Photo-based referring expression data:
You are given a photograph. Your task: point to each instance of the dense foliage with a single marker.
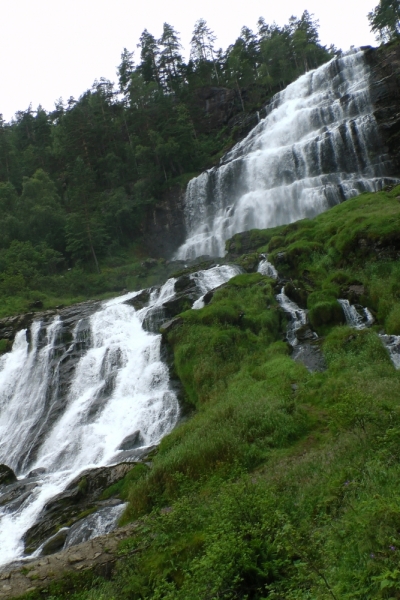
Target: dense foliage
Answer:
(75, 183)
(283, 484)
(385, 20)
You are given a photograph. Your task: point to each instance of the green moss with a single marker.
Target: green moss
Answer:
(392, 321)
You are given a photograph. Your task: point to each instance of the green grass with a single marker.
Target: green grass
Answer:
(283, 484)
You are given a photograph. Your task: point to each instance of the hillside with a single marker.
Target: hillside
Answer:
(283, 482)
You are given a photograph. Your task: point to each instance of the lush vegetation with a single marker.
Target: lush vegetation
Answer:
(283, 483)
(76, 183)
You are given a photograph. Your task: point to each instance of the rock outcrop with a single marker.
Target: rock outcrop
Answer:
(79, 498)
(98, 555)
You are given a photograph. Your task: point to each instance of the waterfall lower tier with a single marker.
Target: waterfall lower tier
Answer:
(359, 317)
(318, 145)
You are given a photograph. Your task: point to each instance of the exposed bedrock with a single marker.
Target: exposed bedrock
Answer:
(385, 97)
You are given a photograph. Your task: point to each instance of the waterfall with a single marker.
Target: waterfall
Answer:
(119, 385)
(298, 316)
(210, 279)
(317, 146)
(267, 268)
(68, 399)
(359, 317)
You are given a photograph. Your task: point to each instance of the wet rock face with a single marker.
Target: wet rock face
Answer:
(385, 95)
(78, 499)
(98, 555)
(164, 226)
(7, 475)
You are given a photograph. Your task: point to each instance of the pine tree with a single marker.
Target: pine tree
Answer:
(149, 55)
(202, 45)
(385, 20)
(171, 61)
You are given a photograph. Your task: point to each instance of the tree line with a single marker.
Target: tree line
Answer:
(76, 181)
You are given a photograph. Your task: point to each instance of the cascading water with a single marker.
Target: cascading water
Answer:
(318, 145)
(360, 318)
(210, 279)
(118, 385)
(298, 316)
(267, 268)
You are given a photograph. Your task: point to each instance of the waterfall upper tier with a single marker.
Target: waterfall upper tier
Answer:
(318, 145)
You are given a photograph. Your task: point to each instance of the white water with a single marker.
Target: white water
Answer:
(119, 385)
(317, 146)
(99, 523)
(267, 268)
(212, 278)
(355, 319)
(359, 319)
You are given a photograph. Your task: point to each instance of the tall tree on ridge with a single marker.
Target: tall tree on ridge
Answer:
(171, 61)
(202, 45)
(149, 55)
(385, 20)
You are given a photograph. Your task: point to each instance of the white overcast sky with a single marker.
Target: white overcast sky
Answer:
(54, 49)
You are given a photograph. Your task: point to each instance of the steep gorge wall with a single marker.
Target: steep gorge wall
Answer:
(164, 228)
(385, 96)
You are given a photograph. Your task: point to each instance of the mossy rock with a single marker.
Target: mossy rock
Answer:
(326, 313)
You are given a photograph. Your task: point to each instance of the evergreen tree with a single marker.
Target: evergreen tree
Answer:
(125, 70)
(149, 55)
(202, 45)
(385, 20)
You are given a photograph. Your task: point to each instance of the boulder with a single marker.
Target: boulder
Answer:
(297, 293)
(67, 508)
(14, 494)
(305, 333)
(36, 473)
(170, 325)
(7, 475)
(132, 441)
(181, 302)
(139, 301)
(55, 542)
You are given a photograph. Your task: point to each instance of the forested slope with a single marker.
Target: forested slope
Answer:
(77, 183)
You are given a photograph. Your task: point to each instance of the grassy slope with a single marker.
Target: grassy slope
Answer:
(283, 484)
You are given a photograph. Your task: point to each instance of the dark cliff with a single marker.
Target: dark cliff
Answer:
(385, 95)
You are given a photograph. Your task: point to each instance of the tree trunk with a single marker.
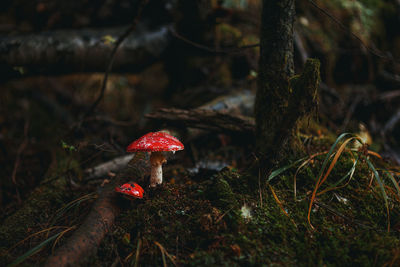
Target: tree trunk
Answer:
(280, 101)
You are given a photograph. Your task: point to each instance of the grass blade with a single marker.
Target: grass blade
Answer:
(381, 186)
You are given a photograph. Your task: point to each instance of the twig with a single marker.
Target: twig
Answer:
(112, 57)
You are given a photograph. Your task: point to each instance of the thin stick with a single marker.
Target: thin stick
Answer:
(128, 31)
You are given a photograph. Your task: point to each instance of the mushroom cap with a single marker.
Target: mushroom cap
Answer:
(155, 141)
(130, 189)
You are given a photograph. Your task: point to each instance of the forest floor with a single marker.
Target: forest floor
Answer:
(213, 207)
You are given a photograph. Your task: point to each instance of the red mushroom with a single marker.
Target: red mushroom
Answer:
(155, 143)
(131, 190)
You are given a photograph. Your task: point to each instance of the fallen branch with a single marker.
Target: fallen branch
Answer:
(85, 241)
(81, 51)
(111, 60)
(206, 119)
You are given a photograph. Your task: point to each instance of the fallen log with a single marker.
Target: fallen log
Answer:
(206, 119)
(85, 50)
(85, 241)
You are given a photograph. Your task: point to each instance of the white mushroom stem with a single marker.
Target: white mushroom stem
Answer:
(156, 160)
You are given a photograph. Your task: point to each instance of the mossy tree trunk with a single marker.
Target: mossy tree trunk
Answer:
(280, 100)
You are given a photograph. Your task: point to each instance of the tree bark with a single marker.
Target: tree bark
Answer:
(280, 101)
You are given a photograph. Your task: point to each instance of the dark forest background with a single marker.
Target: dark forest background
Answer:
(80, 80)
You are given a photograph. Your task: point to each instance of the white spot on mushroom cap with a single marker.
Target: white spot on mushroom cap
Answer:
(157, 141)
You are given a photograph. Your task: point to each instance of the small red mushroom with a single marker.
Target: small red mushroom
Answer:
(155, 143)
(131, 190)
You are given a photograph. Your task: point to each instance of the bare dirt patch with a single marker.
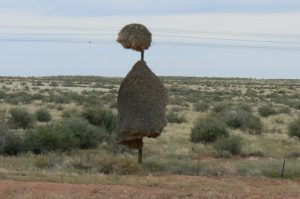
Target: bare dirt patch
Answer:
(157, 187)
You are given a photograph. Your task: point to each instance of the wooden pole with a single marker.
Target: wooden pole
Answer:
(142, 55)
(283, 165)
(140, 156)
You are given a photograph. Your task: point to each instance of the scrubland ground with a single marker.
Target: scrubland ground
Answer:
(173, 165)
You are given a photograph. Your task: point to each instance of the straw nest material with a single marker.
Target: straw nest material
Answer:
(135, 36)
(142, 101)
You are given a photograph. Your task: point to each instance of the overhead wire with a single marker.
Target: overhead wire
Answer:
(161, 33)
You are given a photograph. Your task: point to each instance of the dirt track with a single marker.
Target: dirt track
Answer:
(157, 187)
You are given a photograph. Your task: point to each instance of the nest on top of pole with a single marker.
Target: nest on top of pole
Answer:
(135, 36)
(142, 100)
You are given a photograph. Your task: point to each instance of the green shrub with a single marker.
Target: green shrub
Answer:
(21, 118)
(100, 117)
(89, 136)
(11, 143)
(239, 118)
(43, 115)
(201, 106)
(232, 144)
(294, 128)
(73, 112)
(52, 137)
(208, 130)
(266, 110)
(174, 117)
(285, 110)
(218, 107)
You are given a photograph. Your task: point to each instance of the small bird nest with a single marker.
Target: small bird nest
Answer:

** WHAT TO WORK ON **
Without the pictures, please output every record exactly.

** ANSWER SPACE **
You are given a photograph. Your task: point to each instance of the dense foliage with a single marker.
Target: dense foliage
Answer:
(75, 183)
(283, 484)
(385, 20)
You are given a photograph. Your task: point to each instance of the green moss with a single marker.
Target: green moss
Answer:
(392, 321)
You are given a photograph. Your task: point to each instance of the green grass with a single marker.
Target: green grass
Answer:
(283, 484)
You are given a photograph. Your task: point to each instance of the hillside with a single marker.
Target: hillside
Answer:
(283, 482)
You are given a photograph. Your task: point to each instance of the lush vegetation with a single marker.
Target: lush vegetation
Answer:
(283, 483)
(76, 183)
You are given a photograph. Your task: point to each instance of the rock outcrop with a single marker.
Target: rock outcrop
Answer:
(79, 498)
(98, 555)
You are given a photograph. Your task: point to each instance of the waterfall lower tier with a single marker.
Target: waterfall lower tier
Answer:
(359, 317)
(318, 145)
You are given a photograph. Your task: point to each instance of the exposed bedrock with a single marker.
Target: exposed bedrock
Answer:
(385, 97)
You are given a photograph. Your task: point to each instance of the waterfall with a single marker.
Target: waterfall
Answer:
(119, 385)
(298, 316)
(210, 279)
(317, 146)
(267, 268)
(68, 399)
(359, 317)
You are given a photograph. Your task: point to each instance of the wet rock face with a single marker.
Target: wet rock face
Answer:
(385, 95)
(78, 499)
(98, 555)
(164, 226)
(7, 475)
You are given a photograph. Your task: point to each instance of the pine tree with a single marker.
Target: pine tree
Answer:
(149, 55)
(202, 45)
(385, 20)
(171, 61)
You are given a photograph. Your task: point to each instance of the tree line with a single marker.
Target: tree line
Answer:
(76, 181)
You are given a photograph. Your task: point to each instance of the cascading water with a single marker.
Target: cascading water
Answer:
(318, 145)
(360, 318)
(210, 279)
(118, 385)
(298, 316)
(267, 268)
You are given a photograph. Your task: point to each instance of the waterfall upper tier with a single marker.
Target: waterfall upper tier
Answer:
(318, 145)
You are given a photograph. Your task: point to each instance of the white water with a single marker.
Target: white water
Answer:
(119, 385)
(317, 146)
(99, 523)
(267, 268)
(212, 278)
(355, 319)
(359, 319)
You are given a photograph. Your task: point to each instance of the tall tree on ridge with a single marker.
Target: tall tree on ridge
Answer:
(171, 61)
(202, 45)
(149, 55)
(385, 20)
You are given a photograph. Your task: point to each instance of the white overcast sky with a single marker.
Target: white overcast sky
Answer:
(54, 49)
You are given a photograph. Your task: point to each instance of the steep gorge wall with a single marker.
Target: steep gorge wall
Answer:
(164, 228)
(385, 96)
You are given a photograph. Your task: point to each instance of the mossy rock with a single marker.
Target: mossy rock
Answer:
(326, 313)
You are given a photograph. Your task: point to each instance of the evergreen tree with a single marker.
Target: evergreen tree
Answer:
(125, 70)
(149, 55)
(202, 45)
(385, 20)
You are given a photograph. Your task: point to each instance of the boulder with a single marker.
Target: boulder
Answer:
(297, 293)
(67, 508)
(14, 494)
(305, 333)
(36, 473)
(170, 325)
(7, 475)
(132, 441)
(181, 302)
(139, 301)
(55, 542)
You are given a photograph. Your task: point to each instance of the forested slope with a single marker.
Target: forested slope
Answer:
(77, 183)
You are given a photograph. Your task: point to each instance of the grassy slope with a single marker.
Target: grassy slope
Answer:
(283, 484)
You are given a photograph. Your task: point to each instance of the dark cliff with a single marker.
Target: dark cliff
Answer:
(385, 95)
You are given a photograph. Your task: point to each instance of the tree trunk with a single marker.
Target: tree trunk
Answer:
(280, 101)
You are given a photograph. Your task: point to each instance of the grass blade with a single marker.
Target: grass blade
Answer:
(381, 186)
You are given a photograph. Your task: point to each instance of the twig with a single marker.
Target: twig
Answer:
(112, 57)
You are given a photograph. Your task: point to each instance of the thin stick with a single marker.
Target: thin stick
Answer:
(128, 31)
You are given a photograph. Your task: point to each instance of the mushroom cap with a single marker.
Target: mushroom cap
Answer:
(155, 141)
(130, 189)
You are given a photograph. Your task: point to each instance of the forest floor with a single marker.
Target: forest floor
Answer:
(213, 207)
You are given a photograph. Your task: point to each instance of the red mushroom with a single marker.
Target: red mushroom
Answer:
(155, 143)
(131, 190)
You are given a photograph. Your task: point to each instance of the fallen branch with a single marker.
Target: fallen branch
Answer:
(85, 241)
(81, 51)
(111, 60)
(206, 119)
You are given a photograph. Your task: point to each instance of the fallen log with a single marker.
Target: fallen log
Answer:
(206, 119)
(85, 50)
(85, 241)
You are given a photograph. Your task: point to each instance of the white mushroom stem with a single marker.
Target: white mushroom stem
Answer:
(156, 160)
You are given a photograph. Your task: point to each instance of the mossy tree trunk with a single marker.
Target: mossy tree trunk
Answer:
(280, 100)
You are given a photograph. Your task: point to each instance of the tree bark with a single marker.
Target: tree bark
Answer:
(280, 101)
You are given a photograph. Your task: point to each instance of the dark forest background with a single marker.
Target: dark forest background
Answer:
(80, 80)
You are given a photograph. Your task: point to each instance of the white spot on mushroom cap with a single marker.
Target: white spot on mushroom cap
Answer:
(157, 141)
You are given a photograph. Your task: point to each instance of the small red mushroom with a single marker.
Target: small red mushroom
Answer:
(155, 143)
(131, 190)
You are given a photograph. Your task: point to each instance of the bare dirt patch with a single marker.
Target: bare dirt patch
Answer:
(157, 187)
You are given a photograph. Your task: point to each instance of the wooden pole with a single marker.
Target: wooden pole
Answer:
(142, 55)
(283, 165)
(140, 156)
You are given a photograph. Your task: point to each instance of the scrubland ground with a single marker.
Target: scrubland ground
Answer:
(173, 165)
You are given a photograph. Your task: point to each instance of the straw nest material with a single marker.
Target: straw nest material
Answer:
(135, 36)
(142, 101)
You are given a photograph. Your task: point to each instance of the overhead wire with a single marker.
Target: overhead wire
Answer:
(161, 33)
You are given a photograph. Your task: point to each instance of the dirt track with a single marker.
Target: dirt track
Answer:
(157, 187)
You are given a photograph. Your task: point to each instance of the nest on top of pole with a single marker.
Target: nest on top of pole
Answer:
(135, 36)
(142, 100)
You are given a photograph. Your task: point to each instance of the green shrub with a single marker.
Target: green shrub
Answer:
(21, 118)
(100, 117)
(89, 136)
(11, 143)
(239, 118)
(43, 115)
(201, 106)
(232, 144)
(294, 128)
(73, 112)
(52, 137)
(208, 130)
(266, 110)
(174, 117)
(285, 110)
(218, 107)
You are given a photograph. Your task: point to each instance of the small bird nest with a single marker.
Target: small bird nest
Answer:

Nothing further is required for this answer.